YOUR GOAL
Convert the material into a JSON list of strings, with one string per line and no blank lines. Cover the material in full.

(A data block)
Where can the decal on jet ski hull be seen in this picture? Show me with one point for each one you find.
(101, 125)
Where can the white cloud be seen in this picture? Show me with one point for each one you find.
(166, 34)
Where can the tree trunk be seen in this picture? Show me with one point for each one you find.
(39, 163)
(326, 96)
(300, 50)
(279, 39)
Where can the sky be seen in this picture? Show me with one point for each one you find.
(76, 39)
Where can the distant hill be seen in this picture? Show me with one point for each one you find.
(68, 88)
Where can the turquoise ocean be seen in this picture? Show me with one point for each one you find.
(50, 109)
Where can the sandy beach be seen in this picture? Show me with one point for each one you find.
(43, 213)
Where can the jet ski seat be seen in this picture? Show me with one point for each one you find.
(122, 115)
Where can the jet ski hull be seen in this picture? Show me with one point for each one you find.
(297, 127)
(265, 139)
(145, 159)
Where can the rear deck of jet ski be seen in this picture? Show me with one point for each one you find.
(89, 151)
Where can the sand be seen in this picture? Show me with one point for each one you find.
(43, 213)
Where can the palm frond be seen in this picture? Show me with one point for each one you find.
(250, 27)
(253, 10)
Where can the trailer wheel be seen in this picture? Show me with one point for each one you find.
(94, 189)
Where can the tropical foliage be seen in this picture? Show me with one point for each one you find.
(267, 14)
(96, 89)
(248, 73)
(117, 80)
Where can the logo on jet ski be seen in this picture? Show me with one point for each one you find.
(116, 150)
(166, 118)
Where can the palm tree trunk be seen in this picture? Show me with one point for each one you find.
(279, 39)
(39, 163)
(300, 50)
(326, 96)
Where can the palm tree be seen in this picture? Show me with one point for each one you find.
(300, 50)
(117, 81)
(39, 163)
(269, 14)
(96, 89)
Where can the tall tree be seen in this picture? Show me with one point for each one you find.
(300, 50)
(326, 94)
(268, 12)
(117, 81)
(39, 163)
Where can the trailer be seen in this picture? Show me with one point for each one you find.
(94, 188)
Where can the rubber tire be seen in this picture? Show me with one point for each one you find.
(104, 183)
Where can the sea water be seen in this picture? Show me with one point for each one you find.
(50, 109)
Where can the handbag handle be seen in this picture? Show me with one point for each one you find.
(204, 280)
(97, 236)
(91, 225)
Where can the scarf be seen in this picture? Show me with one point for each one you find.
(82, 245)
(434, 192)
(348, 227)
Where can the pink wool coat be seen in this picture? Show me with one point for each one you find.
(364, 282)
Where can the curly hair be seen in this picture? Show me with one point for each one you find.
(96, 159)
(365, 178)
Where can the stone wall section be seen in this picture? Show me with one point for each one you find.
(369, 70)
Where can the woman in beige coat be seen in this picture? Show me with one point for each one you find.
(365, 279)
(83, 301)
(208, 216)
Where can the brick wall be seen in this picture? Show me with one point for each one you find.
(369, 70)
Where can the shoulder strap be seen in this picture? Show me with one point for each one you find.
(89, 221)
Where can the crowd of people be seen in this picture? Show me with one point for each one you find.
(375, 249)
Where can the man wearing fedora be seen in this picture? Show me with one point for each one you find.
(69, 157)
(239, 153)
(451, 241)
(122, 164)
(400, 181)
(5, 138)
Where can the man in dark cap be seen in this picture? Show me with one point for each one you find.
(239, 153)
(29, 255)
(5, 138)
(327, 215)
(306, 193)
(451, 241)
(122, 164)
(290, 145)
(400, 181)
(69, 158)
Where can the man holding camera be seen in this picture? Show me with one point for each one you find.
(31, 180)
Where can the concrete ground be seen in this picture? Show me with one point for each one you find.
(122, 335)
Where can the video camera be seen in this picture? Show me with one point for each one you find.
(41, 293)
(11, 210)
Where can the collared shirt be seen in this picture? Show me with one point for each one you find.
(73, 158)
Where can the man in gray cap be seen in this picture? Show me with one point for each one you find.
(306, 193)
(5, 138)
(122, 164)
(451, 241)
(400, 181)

WRITTEN RESPONSE
[
  "Where can the decal on jet ski hull be seen in this picture? Show me with one point for each one you find.",
  "(101, 125)",
  "Where can the white cloud be seen in this picture? Show me with one point for each one you find.",
  "(166, 34)",
  "Where can the tree trunk be seen in this picture? Show me with one point for each one you find.",
  "(39, 163)",
  "(326, 96)",
  "(300, 50)",
  "(279, 39)",
  "Where can the sky be seen in this picture? Show me with one point for each one you find.",
  "(76, 39)",
  "Where can the distant hill be seen in this picture? Show me with one point for each one you find.",
  "(68, 88)",
  "Where can the turquoise ocean be seen in this picture? Show me with one point for each one you find.",
  "(50, 109)",
  "Where can the sandy beach be seen in this picture? Show me with one point for each one you find.",
  "(43, 213)",
  "Where can the jet ski seat be seen in this picture? Show me with one point for each one you find.",
  "(122, 115)",
  "Where can the jet ski hull be seen in this picture? Show me with one point for each one you find.",
  "(297, 127)",
  "(265, 139)",
  "(145, 159)",
  "Where can the rear deck of jet ski be seen in this picture? Show me with one point for each one you find.",
  "(89, 151)",
  "Where can the sand be seen in this picture? Show me with one point for each one you find.",
  "(43, 213)",
  "Where can the palm frond be seen in this picture? Show me with one point for each one you find.",
  "(250, 27)",
  "(253, 10)",
  "Where can the trailer wheel be seen in this picture? Show me with one point for each one you find.",
  "(94, 189)",
  "Where can the tropical foliage be seen in this picture? Show me with one point for each one you find.",
  "(267, 14)",
  "(96, 89)",
  "(248, 73)",
  "(117, 80)",
  "Where can the logo on jet ski be seen in this picture? Show me with one point for each one you find.",
  "(116, 150)",
  "(166, 118)",
  "Where can the palm tree trunk be seen in this picture? Show me with one point for each one you find.",
  "(279, 39)",
  "(39, 163)",
  "(300, 50)",
  "(326, 96)",
  "Where can the palm tree be seen in this picture? Show me with one point for each one you find.",
  "(300, 50)",
  "(117, 81)",
  "(39, 163)",
  "(269, 14)",
  "(96, 89)",
  "Where can the tall tree be seen in this picture? Show me with one point for each one you find.",
  "(300, 50)",
  "(326, 94)",
  "(268, 12)",
  "(117, 81)",
  "(39, 163)",
  "Where can the trailer be seen in this picture? Show me with one point for each one you find.",
  "(94, 188)",
  "Where can the rubber tire be seen in this picture? Show me with one point for each one you find.",
  "(104, 183)",
  "Where can the sea water be seen in this picture? Show me with one point for each one you find.",
  "(50, 109)",
  "Where can the handbag handle be seen in this picture? Show me with one point for each one you find.",
  "(204, 280)",
  "(97, 236)",
  "(91, 225)",
  "Where can the scarf be seen in this picture? Show me with one point for each one you find.",
  "(82, 245)",
  "(434, 192)",
  "(348, 227)",
  "Where can the pink wool coat be seen in this picture? Show me with one point for each one you find.",
  "(364, 282)",
  "Where can the curly hair be seen in this picture? Show me with one point for each one you find.",
  "(96, 159)",
  "(365, 178)",
  "Where can the stone wall section be seen in this picture? Show me with one point for each one you find.",
  "(369, 70)",
  "Where can the woman in beige coat be seen in this picture? Show me with one point for each one you find.",
  "(365, 279)",
  "(83, 301)",
  "(208, 216)",
  "Where can the brick wall be seen in this picture? Show me with one point for each one you find.",
  "(369, 70)",
  "Where can the shoulder strap be seen in this picture? Show me with one point for each one you find.",
  "(89, 221)",
  "Where can the crowd of people be seen in this picture? Show me with one point for each one you find.",
  "(375, 249)",
  "Where can the man wearing fedora be seen in this picture? Show me with one point for each one you find.",
  "(69, 157)",
  "(239, 153)",
  "(451, 241)",
  "(122, 164)",
  "(400, 181)",
  "(5, 138)",
  "Where can the man in dark cap be seen in this picture? Show me with one point for each one you find.",
  "(239, 153)",
  "(29, 255)",
  "(5, 138)",
  "(327, 215)",
  "(306, 193)",
  "(451, 241)",
  "(122, 164)",
  "(290, 145)",
  "(400, 181)",
  "(69, 158)",
  "Where can the man holding camera be seen in this picture? Show me with one point for each one you find.",
  "(31, 180)",
  "Where can the concrete ground be seen in this picture? Show me with one point for each one you find.",
  "(122, 335)",
  "Where can the video camera be seen in this picture? Show me with one point for each one you find.",
  "(41, 293)",
  "(11, 210)",
  "Where can the collared shirt be seen in this picture? Show me with one point for each one you find.",
  "(73, 158)",
  "Where can the man in gray cap be seen in this picture? Show me with one point for each one you find.",
  "(306, 193)",
  "(5, 138)",
  "(122, 164)",
  "(451, 241)",
  "(400, 181)"
]